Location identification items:
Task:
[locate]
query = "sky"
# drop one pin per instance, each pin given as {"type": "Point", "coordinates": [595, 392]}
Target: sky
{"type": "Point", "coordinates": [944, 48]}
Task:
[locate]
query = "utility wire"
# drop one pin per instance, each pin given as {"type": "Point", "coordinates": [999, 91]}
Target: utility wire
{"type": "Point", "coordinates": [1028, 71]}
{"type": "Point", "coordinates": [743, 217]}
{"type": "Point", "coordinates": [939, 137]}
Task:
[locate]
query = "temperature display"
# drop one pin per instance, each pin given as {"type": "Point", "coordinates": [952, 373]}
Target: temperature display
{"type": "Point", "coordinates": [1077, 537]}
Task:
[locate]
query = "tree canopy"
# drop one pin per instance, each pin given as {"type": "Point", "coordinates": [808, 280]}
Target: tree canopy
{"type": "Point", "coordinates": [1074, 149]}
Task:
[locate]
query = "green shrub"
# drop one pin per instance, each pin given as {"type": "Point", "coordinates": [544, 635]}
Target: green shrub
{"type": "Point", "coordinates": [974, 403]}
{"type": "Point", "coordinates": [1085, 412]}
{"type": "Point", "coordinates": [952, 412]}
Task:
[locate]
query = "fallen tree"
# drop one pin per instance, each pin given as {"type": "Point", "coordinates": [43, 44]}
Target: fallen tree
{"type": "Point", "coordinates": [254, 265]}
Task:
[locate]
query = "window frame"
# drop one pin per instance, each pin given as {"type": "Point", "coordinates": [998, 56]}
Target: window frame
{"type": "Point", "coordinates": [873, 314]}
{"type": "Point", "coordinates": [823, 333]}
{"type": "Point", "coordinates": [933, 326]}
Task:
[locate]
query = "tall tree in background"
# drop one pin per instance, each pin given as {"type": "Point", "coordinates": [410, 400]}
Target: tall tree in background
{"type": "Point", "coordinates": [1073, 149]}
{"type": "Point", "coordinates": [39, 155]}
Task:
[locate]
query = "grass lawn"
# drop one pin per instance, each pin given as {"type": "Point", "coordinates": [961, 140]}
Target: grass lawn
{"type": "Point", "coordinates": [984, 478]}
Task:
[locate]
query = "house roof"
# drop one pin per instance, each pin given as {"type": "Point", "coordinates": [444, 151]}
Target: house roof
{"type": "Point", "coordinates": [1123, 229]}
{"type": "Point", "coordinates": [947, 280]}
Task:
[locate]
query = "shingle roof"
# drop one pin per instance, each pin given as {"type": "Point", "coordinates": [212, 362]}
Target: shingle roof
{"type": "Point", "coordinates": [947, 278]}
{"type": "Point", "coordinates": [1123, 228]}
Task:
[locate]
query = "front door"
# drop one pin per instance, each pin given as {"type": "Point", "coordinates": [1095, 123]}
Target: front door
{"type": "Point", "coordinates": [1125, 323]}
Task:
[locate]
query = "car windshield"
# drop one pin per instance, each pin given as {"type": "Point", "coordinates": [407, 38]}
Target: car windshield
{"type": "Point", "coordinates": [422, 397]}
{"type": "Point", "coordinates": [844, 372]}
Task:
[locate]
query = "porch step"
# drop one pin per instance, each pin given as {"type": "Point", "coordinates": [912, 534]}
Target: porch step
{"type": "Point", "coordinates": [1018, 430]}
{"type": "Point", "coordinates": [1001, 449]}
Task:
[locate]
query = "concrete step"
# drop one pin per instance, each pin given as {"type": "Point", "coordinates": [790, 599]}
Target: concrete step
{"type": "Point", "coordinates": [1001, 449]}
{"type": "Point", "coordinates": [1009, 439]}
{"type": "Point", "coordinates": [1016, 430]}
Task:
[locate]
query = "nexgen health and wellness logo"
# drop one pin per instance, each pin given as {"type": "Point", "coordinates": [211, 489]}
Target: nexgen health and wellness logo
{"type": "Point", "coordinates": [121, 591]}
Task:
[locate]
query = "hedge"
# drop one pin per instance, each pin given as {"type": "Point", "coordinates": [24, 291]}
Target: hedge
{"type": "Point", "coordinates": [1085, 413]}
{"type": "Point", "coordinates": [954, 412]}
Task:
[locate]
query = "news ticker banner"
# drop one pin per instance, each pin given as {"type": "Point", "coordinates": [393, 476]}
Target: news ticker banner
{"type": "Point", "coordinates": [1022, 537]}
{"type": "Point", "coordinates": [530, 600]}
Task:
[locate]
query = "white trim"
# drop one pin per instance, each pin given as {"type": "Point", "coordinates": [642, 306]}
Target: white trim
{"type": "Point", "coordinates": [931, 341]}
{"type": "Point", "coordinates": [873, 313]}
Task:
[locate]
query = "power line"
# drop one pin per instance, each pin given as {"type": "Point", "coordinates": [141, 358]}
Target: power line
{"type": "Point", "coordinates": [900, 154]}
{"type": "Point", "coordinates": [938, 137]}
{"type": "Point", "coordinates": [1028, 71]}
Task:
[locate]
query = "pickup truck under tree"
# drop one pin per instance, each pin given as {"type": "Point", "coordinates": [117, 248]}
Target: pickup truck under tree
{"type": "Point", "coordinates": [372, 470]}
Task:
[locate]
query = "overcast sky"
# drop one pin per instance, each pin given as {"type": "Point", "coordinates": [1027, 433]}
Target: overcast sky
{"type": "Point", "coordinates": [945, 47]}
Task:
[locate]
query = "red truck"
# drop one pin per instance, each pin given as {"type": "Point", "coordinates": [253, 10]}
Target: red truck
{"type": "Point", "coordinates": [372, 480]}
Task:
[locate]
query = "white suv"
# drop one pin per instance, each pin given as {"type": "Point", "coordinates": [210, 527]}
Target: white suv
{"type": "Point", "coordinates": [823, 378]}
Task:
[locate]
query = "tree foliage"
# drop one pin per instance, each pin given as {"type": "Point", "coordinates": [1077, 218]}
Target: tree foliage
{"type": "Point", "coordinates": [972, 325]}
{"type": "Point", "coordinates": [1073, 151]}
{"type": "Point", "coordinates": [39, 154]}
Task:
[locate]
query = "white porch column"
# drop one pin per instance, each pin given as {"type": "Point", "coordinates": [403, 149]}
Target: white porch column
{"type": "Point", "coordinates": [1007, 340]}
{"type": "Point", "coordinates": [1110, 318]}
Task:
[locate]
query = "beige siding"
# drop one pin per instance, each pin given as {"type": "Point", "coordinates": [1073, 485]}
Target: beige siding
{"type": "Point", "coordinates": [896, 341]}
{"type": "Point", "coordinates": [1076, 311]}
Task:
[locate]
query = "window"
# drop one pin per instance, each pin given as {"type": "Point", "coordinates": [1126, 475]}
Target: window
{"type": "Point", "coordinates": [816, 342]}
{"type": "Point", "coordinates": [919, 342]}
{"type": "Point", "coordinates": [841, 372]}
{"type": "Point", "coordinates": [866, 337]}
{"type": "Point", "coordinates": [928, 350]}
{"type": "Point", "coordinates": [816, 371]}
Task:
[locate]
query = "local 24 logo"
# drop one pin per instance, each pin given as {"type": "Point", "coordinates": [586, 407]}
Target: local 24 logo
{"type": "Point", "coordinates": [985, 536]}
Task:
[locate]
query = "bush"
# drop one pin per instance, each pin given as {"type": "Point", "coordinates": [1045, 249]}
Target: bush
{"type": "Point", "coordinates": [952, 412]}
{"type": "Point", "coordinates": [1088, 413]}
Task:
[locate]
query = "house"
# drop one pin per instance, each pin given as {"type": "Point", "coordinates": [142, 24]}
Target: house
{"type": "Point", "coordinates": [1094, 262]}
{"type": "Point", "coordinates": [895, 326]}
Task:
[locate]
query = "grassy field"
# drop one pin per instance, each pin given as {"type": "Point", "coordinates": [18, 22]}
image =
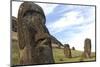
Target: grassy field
{"type": "Point", "coordinates": [76, 56]}
{"type": "Point", "coordinates": [57, 53]}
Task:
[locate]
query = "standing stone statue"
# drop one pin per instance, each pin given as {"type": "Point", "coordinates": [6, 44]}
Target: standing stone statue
{"type": "Point", "coordinates": [87, 48]}
{"type": "Point", "coordinates": [73, 48]}
{"type": "Point", "coordinates": [67, 51]}
{"type": "Point", "coordinates": [14, 24]}
{"type": "Point", "coordinates": [33, 36]}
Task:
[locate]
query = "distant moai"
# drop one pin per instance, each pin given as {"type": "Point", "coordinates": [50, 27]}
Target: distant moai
{"type": "Point", "coordinates": [73, 48]}
{"type": "Point", "coordinates": [87, 48]}
{"type": "Point", "coordinates": [33, 36]}
{"type": "Point", "coordinates": [14, 24]}
{"type": "Point", "coordinates": [67, 51]}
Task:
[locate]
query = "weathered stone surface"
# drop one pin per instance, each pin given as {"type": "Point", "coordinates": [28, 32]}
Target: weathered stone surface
{"type": "Point", "coordinates": [14, 24]}
{"type": "Point", "coordinates": [73, 48]}
{"type": "Point", "coordinates": [67, 51]}
{"type": "Point", "coordinates": [87, 48]}
{"type": "Point", "coordinates": [33, 36]}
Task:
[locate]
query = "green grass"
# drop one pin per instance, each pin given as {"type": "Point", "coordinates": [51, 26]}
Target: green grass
{"type": "Point", "coordinates": [76, 56]}
{"type": "Point", "coordinates": [58, 55]}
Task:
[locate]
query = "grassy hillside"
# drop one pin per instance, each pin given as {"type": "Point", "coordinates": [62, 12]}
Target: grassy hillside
{"type": "Point", "coordinates": [76, 56]}
{"type": "Point", "coordinates": [57, 53]}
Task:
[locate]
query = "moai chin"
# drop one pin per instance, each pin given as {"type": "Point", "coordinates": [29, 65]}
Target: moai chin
{"type": "Point", "coordinates": [87, 48]}
{"type": "Point", "coordinates": [33, 36]}
{"type": "Point", "coordinates": [67, 51]}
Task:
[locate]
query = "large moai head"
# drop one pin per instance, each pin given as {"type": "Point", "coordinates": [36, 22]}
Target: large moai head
{"type": "Point", "coordinates": [34, 42]}
{"type": "Point", "coordinates": [87, 48]}
{"type": "Point", "coordinates": [67, 51]}
{"type": "Point", "coordinates": [14, 24]}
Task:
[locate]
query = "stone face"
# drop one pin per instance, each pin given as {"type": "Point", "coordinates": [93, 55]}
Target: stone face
{"type": "Point", "coordinates": [33, 36]}
{"type": "Point", "coordinates": [14, 24]}
{"type": "Point", "coordinates": [67, 51]}
{"type": "Point", "coordinates": [87, 48]}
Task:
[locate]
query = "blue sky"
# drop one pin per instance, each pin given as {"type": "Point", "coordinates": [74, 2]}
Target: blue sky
{"type": "Point", "coordinates": [68, 23]}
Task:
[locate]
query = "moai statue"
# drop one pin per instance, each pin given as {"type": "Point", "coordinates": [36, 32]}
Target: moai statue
{"type": "Point", "coordinates": [33, 36]}
{"type": "Point", "coordinates": [87, 48]}
{"type": "Point", "coordinates": [14, 24]}
{"type": "Point", "coordinates": [67, 51]}
{"type": "Point", "coordinates": [73, 48]}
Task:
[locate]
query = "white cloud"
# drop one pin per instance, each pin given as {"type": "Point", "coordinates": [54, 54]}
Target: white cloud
{"type": "Point", "coordinates": [67, 20]}
{"type": "Point", "coordinates": [78, 40]}
{"type": "Point", "coordinates": [48, 8]}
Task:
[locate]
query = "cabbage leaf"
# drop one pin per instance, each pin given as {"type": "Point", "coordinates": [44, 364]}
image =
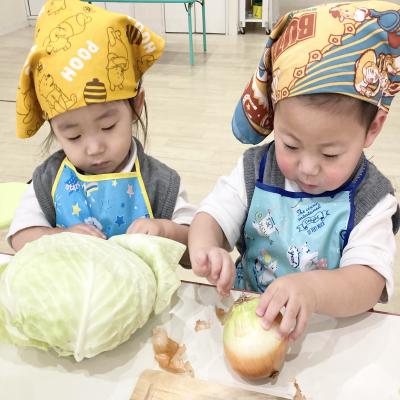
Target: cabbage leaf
{"type": "Point", "coordinates": [80, 295]}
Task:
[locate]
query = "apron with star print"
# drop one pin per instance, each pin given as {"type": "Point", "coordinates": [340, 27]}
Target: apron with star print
{"type": "Point", "coordinates": [287, 232]}
{"type": "Point", "coordinates": [110, 202]}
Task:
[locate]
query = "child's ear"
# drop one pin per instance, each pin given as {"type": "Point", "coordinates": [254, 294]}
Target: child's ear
{"type": "Point", "coordinates": [139, 102]}
{"type": "Point", "coordinates": [375, 128]}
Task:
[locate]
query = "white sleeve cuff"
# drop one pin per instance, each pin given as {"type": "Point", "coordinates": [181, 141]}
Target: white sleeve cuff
{"type": "Point", "coordinates": [372, 243]}
{"type": "Point", "coordinates": [184, 211]}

Exercise prompt: How many lines in the records above contain the string "fallen"? Tally them and reply with the number alone.

Completed exercise: 2